(Excerpts from a detection dataset)
****************************************
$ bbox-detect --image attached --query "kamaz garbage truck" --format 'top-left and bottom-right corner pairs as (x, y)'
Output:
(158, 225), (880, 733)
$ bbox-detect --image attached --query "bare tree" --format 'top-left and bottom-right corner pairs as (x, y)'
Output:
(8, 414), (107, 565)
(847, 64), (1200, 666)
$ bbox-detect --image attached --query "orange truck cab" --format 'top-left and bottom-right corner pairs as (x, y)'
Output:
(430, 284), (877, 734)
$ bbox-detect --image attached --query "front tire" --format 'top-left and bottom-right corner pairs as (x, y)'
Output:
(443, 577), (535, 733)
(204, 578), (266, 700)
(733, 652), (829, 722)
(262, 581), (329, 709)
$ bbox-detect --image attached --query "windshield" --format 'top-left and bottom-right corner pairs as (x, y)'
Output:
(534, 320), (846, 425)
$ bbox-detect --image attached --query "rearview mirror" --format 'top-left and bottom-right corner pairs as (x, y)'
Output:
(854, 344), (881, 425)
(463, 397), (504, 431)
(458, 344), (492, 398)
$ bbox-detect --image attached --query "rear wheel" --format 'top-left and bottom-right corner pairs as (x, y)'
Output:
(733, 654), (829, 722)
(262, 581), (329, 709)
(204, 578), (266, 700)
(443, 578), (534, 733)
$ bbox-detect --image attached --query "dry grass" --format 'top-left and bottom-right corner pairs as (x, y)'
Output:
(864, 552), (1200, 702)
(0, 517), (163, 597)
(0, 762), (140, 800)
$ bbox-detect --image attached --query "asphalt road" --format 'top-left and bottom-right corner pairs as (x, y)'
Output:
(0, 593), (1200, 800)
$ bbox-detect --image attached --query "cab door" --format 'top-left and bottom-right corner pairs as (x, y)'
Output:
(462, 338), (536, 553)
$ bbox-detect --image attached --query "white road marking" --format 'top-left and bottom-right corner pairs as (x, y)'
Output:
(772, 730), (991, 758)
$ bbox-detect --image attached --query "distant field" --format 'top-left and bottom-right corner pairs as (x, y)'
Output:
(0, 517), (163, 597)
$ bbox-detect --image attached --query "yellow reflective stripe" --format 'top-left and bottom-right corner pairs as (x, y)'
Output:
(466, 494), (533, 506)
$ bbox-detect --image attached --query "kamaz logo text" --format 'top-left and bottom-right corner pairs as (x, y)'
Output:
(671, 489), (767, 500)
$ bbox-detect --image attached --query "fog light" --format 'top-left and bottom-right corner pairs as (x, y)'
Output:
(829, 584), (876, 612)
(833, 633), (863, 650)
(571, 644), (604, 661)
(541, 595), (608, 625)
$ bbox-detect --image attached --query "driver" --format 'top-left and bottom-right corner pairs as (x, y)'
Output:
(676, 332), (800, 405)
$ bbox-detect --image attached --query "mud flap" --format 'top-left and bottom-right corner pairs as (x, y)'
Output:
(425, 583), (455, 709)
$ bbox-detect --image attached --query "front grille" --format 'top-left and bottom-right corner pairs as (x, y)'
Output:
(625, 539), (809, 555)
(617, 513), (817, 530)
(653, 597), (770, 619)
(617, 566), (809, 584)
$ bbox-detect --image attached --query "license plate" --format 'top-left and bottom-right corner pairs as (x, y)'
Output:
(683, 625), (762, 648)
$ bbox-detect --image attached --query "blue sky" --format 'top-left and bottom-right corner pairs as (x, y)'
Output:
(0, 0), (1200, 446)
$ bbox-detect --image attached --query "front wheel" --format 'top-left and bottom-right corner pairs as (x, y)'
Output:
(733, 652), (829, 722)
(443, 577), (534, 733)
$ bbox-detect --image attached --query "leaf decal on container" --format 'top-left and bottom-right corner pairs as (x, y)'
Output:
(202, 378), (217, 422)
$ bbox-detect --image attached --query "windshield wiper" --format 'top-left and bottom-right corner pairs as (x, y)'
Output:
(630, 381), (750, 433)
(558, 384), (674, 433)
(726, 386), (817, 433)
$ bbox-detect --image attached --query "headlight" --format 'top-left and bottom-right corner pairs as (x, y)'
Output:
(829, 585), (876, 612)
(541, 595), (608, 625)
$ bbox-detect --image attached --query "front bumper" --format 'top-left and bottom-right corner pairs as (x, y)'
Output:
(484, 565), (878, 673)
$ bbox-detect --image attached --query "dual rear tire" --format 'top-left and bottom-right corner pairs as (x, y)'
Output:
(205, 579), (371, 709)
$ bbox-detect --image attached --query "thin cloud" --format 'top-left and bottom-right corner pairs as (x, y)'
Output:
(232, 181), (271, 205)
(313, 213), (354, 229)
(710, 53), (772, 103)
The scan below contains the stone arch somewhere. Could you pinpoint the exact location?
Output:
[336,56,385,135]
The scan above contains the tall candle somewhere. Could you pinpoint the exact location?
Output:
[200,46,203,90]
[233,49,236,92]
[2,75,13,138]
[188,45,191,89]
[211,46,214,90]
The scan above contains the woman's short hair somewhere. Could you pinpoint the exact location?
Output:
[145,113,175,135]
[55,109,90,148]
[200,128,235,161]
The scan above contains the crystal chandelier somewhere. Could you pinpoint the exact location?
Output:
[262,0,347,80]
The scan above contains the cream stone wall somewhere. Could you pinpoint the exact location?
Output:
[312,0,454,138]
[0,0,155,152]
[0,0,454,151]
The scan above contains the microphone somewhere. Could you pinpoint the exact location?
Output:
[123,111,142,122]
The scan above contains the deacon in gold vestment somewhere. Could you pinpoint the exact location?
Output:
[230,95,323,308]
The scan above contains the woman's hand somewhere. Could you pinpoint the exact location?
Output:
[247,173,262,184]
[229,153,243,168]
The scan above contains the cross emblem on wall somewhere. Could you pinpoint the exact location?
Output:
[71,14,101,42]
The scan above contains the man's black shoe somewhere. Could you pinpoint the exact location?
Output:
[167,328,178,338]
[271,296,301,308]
****************************************
Rewrite the lines above as a two-column CSV with the header columns "input" and "output", giving one row per request: its text under "input" and its answer under "output". Place each value in a single quoted field, replace any line breaks with spaces, and include every request.

input,output
"$ bbox-detect --image attached --query ""kamaz garbage truck"" --format 'top-left and bottom-right corner pairs as (x, y)' Output:","(158, 225), (880, 733)"
"$ bbox-detect --image attached --query ""bare tree"" --format 'top-left and bottom-right corner pairs as (x, y)' Output:","(8, 414), (107, 565) (847, 64), (1200, 666)"
"$ bbox-detect --image attached --query ""orange truck cab"" --format 'top-left and bottom-right corner pairs as (x, y)' Output:","(430, 284), (877, 734)"
"$ bbox-detect --image attached --query ""front tire"" --format 'top-left and bottom-right corner pairs as (x, y)' Output:","(443, 577), (535, 733) (204, 578), (266, 700) (733, 652), (829, 722) (262, 581), (329, 709)"
"$ bbox-detect --image attached --query ""windshield"" --format 'top-left and bottom-right corner pairs as (x, y)' Output:","(534, 320), (846, 425)"
"$ bbox-detect --image attached --query ""rearview mirror"" --format 'top-left and bottom-right corner pairs as (x, y)' Output:","(854, 344), (881, 425) (463, 397), (504, 431) (458, 344), (492, 398)"
"$ bbox-detect --image attached --query ""rear wheel"" --format 'top-left and bottom-right corner pairs as (x, y)' Output:","(733, 654), (829, 722) (262, 581), (329, 709) (204, 578), (266, 700) (443, 578), (534, 733)"
"$ bbox-detect --image attached --query ""dry grass"" --format 'top-left and bottom-right corner pairs as (x, y)' Output:","(864, 552), (1200, 702) (0, 517), (163, 597) (0, 762), (140, 800)"
"$ bbox-detect --image attached --query ""asphalt road"" --format 'top-left and bottom-right corner pairs as (x, y)' Output:","(0, 593), (1200, 800)"
"$ bbox-detect --image attached --query ""cab door"" --format 'top-left and bottom-right corner pairs as (x, y)' Output:","(462, 338), (536, 553)"
"$ bbox-detect --image attached --query ""white road marking"" --format 'top-left and bottom-right corner pairs as (x, y)' Output:","(772, 730), (991, 758)"
"$ bbox-detect --image attached --query ""distant field"" --format 'top-left and bottom-right corner pairs as (x, y)' Output:","(0, 517), (163, 597)"
"$ bbox-detect --image attached --query ""yellow reflective stripe"" --format 'top-left and bottom-right corner pairs as (x, y)' Output:","(466, 494), (533, 506)"
"$ bbox-detect --image attached --query ""kamaz logo text"" --format 'top-left and bottom-right corner pairs as (x, y)' Output:","(671, 489), (767, 500)"
"$ bbox-detect --image attached --query ""fog light"" --format 'top-left and bottom-right corner pairs as (x, y)' Output:","(829, 584), (876, 612) (833, 633), (863, 650) (571, 644), (604, 661) (541, 595), (608, 625)"
"$ bbox-detect --image attached --query ""driver"" --format 'top-left and bottom-right corner pairs as (x, y)' Output:","(676, 332), (800, 405)"
"$ bbox-detect --image attached --query ""mud flap"" --format 'top-left and bottom-right corner pairs as (x, y)' Output:","(425, 583), (455, 709)"
"$ bbox-detect --image attached --query ""front grille"" --format 'top-left and bottom-right corner pairs as (x, y)' Output:","(625, 539), (809, 555) (617, 513), (817, 530) (653, 597), (770, 619) (617, 566), (809, 584)"
"$ bbox-detect --image attached --query ""license plate"" --format 'top-left and bottom-right corner pairs as (x, y)' Output:","(683, 625), (762, 648)"
"$ bbox-detect --image attached --query ""blue sky"" --format 'top-left and bottom-right corner pairs as (x, y)' Output:","(0, 0), (1200, 446)"
"$ bbox-detect --image attached --query ""front wheel"" --format 'top-left and bottom-right corner pairs as (x, y)' Output:","(733, 652), (829, 722) (443, 577), (534, 733)"
"$ bbox-detect --image attached --query ""leaf decal on container"" --format 'top-left and bottom-right corner pairs as (x, y)' Output:","(202, 378), (217, 422)"
"$ bbox-detect --image attached --query ""windshield wiper"" --format 'top-left and bottom-right corner pairs as (x, y)' Output:","(630, 381), (750, 433) (558, 384), (674, 433) (726, 386), (817, 433)"
"$ bbox-detect --image attached --query ""headlight"" --format 'top-left and bottom-right corner pairs as (x, y)' Output:","(829, 585), (876, 612) (541, 595), (608, 625)"
"$ bbox-detect --image attached --query ""front bumper"" --format 'top-left and bottom-right corner pairs as (x, y)' Output:","(484, 565), (878, 673)"
"$ bbox-detect --image attached --query ""dual rear tire"" --format 'top-left and bottom-right corner pairs as (x, y)' Output:","(205, 579), (371, 709)"
"$ bbox-detect --image attached --query ""thin cloud"" --format 'top-left and bottom-right corner pairs as (x, y)' Output:","(232, 181), (271, 205) (313, 213), (354, 229) (710, 53), (772, 103)"
"The scan below contains the stone arch somewhere. Could you pinpoint the exact location? Output:","[336,56,385,135]"
"The scan above contains the tall candle somewhere. Could you pinpoint the exact location? Output:","[200,46,203,90] [233,49,236,92] [2,75,13,138] [188,45,191,89] [211,46,214,90]"
"The scan above contains the woman's short hair somewhere. Could you pinpoint the exact location? Output:","[145,113,175,135] [55,109,90,148] [200,128,235,161]"
"The scan above contains the crystal chandelier somewhere. Could you pinpoint the exact location? Output:","[262,0,347,80]"
"The scan above contains the cream stone wall somewhere. Could you pinpoint the exact location? Output:","[312,0,454,138] [0,0,155,152] [0,0,454,151]"
"The scan above contains the microphone somewhere. Could you pinpoint the exact location? Output:","[123,111,142,122]"
"The scan above contains the deacon in gold vestment somewhere. Could you pinpoint the exact location? Output:","[230,95,323,308]"
"The scan above contains the woman's hand somewhere. Could you pinpoint the exact location? Output:","[247,173,262,184] [229,153,243,168]"
"The scan above contains the cross emblem on wall somewhere. Could you pinpoint the exact location? Output:","[71,14,101,42]"
"The scan above contains the man's black shoe somewhere. Could you pinpoint the exact location? Output:","[167,328,178,338] [271,296,301,308]"